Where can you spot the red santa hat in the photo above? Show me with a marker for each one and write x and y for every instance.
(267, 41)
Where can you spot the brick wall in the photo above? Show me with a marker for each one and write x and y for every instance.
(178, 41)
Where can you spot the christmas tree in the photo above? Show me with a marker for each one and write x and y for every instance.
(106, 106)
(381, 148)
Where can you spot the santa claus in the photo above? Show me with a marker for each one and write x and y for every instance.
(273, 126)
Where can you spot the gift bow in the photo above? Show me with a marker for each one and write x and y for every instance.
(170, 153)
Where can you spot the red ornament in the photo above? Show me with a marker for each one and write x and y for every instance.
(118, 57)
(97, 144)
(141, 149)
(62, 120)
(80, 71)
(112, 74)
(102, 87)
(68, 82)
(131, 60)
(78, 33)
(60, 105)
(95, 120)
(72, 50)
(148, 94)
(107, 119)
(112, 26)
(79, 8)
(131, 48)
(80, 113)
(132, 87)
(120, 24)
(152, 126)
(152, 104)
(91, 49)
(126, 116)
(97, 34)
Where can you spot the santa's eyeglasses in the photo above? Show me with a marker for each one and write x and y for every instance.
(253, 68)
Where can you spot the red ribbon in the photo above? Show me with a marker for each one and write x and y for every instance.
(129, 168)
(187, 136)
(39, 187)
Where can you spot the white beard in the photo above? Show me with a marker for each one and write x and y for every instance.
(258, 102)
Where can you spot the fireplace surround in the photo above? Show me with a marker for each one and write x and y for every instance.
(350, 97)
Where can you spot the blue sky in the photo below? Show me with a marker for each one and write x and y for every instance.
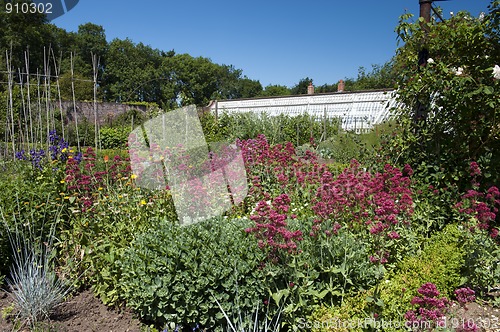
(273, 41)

==

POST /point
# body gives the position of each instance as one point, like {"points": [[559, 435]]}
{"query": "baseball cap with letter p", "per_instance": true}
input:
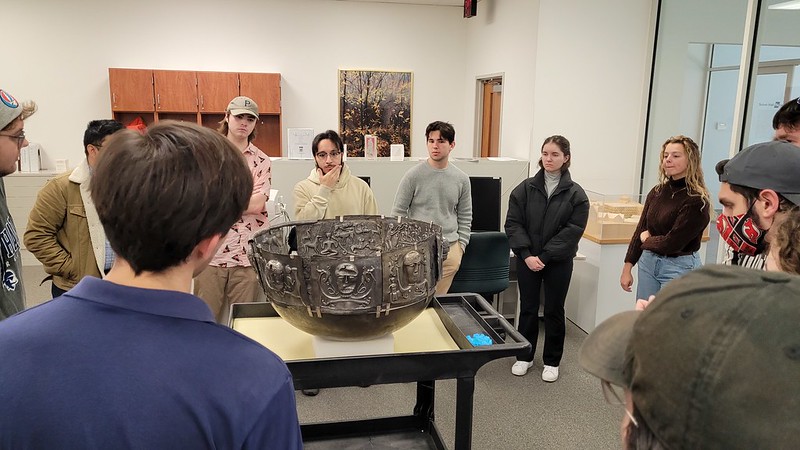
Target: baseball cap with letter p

# DESCRIPTION OF THE TASK
How many lines of these entries contain the string "baseball"? Reply with the number alone.

# YOUR RESPONSE
2